> GIVEN INFORMATION:

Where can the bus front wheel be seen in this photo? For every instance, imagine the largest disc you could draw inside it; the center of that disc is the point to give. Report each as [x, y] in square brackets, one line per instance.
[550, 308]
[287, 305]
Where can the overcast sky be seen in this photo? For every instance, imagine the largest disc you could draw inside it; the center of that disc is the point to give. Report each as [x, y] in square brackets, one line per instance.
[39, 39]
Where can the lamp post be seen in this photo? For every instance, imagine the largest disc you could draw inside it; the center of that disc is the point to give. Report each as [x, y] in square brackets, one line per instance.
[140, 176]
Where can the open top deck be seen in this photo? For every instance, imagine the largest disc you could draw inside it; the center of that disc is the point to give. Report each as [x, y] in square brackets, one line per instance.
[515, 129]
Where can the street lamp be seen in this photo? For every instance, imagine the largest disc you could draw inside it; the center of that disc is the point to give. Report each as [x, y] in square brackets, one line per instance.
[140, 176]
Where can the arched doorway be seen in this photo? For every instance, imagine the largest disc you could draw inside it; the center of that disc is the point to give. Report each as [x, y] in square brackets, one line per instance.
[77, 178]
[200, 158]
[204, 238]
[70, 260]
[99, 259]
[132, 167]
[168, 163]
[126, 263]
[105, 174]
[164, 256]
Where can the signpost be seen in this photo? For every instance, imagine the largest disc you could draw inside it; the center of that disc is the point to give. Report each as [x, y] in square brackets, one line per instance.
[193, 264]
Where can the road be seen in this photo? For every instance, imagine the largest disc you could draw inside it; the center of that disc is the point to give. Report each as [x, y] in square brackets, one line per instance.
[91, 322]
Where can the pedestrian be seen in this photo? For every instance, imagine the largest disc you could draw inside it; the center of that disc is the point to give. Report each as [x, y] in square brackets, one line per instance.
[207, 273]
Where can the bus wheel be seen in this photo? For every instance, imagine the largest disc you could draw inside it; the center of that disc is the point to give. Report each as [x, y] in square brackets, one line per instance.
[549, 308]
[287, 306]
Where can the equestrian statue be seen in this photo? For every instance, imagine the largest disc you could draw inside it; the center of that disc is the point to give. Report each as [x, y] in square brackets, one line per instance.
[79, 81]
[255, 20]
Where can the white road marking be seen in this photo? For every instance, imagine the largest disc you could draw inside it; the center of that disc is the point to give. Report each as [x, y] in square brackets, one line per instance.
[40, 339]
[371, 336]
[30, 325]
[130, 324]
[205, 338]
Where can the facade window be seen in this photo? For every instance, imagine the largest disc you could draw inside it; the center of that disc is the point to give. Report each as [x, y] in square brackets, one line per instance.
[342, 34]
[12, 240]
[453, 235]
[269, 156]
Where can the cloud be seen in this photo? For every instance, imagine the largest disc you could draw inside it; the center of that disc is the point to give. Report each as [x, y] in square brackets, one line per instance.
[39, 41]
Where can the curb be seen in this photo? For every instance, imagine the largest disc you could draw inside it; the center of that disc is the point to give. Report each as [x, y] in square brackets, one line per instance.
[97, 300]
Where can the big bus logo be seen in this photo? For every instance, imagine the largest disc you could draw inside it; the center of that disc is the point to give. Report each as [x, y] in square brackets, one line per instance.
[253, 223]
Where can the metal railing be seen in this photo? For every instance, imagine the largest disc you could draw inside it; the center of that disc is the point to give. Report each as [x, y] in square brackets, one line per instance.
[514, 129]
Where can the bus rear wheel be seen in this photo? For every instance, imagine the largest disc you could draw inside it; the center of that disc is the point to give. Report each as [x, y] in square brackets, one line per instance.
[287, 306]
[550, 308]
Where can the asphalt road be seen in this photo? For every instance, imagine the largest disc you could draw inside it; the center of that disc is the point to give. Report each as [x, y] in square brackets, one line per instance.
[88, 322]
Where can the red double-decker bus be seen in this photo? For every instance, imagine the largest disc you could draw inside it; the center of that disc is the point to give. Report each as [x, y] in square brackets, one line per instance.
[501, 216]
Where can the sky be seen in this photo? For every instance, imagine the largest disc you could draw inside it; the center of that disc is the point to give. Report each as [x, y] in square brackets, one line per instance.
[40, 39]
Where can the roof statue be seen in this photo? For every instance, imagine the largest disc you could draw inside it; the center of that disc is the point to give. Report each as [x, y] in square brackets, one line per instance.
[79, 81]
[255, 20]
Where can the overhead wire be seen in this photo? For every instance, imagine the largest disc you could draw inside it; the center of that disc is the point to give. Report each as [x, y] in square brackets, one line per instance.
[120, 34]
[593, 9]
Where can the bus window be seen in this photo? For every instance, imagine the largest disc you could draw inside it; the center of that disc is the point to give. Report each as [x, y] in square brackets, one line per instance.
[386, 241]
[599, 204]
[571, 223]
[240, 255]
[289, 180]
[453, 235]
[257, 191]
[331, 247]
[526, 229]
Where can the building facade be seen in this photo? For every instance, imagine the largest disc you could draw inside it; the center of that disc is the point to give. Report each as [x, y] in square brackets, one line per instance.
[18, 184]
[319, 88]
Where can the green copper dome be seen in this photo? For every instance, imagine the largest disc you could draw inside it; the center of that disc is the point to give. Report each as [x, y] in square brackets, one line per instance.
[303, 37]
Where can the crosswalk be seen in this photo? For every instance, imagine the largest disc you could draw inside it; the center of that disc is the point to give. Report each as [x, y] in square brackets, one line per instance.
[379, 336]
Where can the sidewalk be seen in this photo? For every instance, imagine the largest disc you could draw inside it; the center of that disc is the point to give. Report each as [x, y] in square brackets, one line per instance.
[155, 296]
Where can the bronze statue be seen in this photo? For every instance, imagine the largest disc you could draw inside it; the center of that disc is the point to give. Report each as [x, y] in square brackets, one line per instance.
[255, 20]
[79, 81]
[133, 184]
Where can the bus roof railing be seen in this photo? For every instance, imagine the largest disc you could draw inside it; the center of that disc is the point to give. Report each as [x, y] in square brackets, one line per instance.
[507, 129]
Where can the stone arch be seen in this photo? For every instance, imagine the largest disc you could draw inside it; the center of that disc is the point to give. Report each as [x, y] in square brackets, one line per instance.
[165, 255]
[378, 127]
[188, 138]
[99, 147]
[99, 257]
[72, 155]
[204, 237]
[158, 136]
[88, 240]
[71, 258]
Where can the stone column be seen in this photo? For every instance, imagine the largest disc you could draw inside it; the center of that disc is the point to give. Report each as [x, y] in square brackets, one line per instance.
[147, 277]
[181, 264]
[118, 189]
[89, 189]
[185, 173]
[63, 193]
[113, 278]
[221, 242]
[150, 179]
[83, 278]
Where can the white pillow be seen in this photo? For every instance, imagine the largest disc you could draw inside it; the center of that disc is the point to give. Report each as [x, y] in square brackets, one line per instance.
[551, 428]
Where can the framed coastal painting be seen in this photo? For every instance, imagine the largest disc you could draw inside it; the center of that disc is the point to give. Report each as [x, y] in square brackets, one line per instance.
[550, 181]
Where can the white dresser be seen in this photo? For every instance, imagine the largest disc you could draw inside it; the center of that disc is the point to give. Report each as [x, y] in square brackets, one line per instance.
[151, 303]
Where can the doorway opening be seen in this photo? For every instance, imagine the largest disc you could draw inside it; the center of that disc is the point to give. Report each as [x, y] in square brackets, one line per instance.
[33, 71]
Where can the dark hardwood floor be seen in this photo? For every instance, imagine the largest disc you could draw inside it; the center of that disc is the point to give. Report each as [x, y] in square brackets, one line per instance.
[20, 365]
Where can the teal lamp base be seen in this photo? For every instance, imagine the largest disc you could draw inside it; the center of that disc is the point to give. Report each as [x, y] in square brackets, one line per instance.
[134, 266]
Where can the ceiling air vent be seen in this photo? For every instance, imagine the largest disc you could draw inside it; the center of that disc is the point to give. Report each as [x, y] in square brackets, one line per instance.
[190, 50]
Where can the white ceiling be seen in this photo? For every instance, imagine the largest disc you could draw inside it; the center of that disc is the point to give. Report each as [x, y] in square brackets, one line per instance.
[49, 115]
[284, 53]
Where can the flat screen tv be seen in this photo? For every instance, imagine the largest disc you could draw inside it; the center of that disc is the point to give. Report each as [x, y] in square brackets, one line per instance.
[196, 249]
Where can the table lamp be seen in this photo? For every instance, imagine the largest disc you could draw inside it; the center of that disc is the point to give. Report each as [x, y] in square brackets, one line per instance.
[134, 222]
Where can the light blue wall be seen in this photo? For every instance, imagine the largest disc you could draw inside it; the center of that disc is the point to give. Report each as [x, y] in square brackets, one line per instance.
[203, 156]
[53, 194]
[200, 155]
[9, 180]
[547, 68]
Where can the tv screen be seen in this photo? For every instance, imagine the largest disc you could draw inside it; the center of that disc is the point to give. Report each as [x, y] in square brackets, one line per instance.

> ABOUT THIS EXERCISE: Reproduce exactly the line that holds "Where can the ceiling", then every line after it, ending with the final line of the records above.

> SOLVED EXERCISE:
Where can the ceiling air vent be seen in this photo? For every instance, imagine the largest disc you could draw inside it; the center of that disc is the point to give. Report each as [x, y] in square brackets, one line per instance.
[190, 50]
Where can the white ceiling be seen in this photo? For every instance, imagine the largest disc you could draw inside it; the center of that disc is the point to give. Report each as [x, y] in square brackets, one line per instance.
[49, 115]
[284, 53]
Where can the flat screen tv be seen in this photo? For every instance, imagine the largest disc you could draw inside it; the center of that disc is the point to give. Report each as [x, y] in square brackets, one line per instance.
[196, 249]
Where can the table lamp be seen in this photo? For every instance, imagine the largest disc you could draw inside it; the center of that disc is the point to give. Report each as [x, y] in square brackets, one line per instance.
[134, 222]
Where can the light blue wall be seen in this photo? For every instance, imagine the largest disc you could draw inside it; the center of that disc is the point to give. Report each as [x, y] in square brackets, one line per instance.
[203, 156]
[53, 194]
[200, 155]
[9, 180]
[547, 68]
Where can the tv screen be seen in this photo? For every instance, imagine the largest disc you could draw inside it; the center of that disc is the point to give. Report each as [x, y] in square brackets, one line per instance.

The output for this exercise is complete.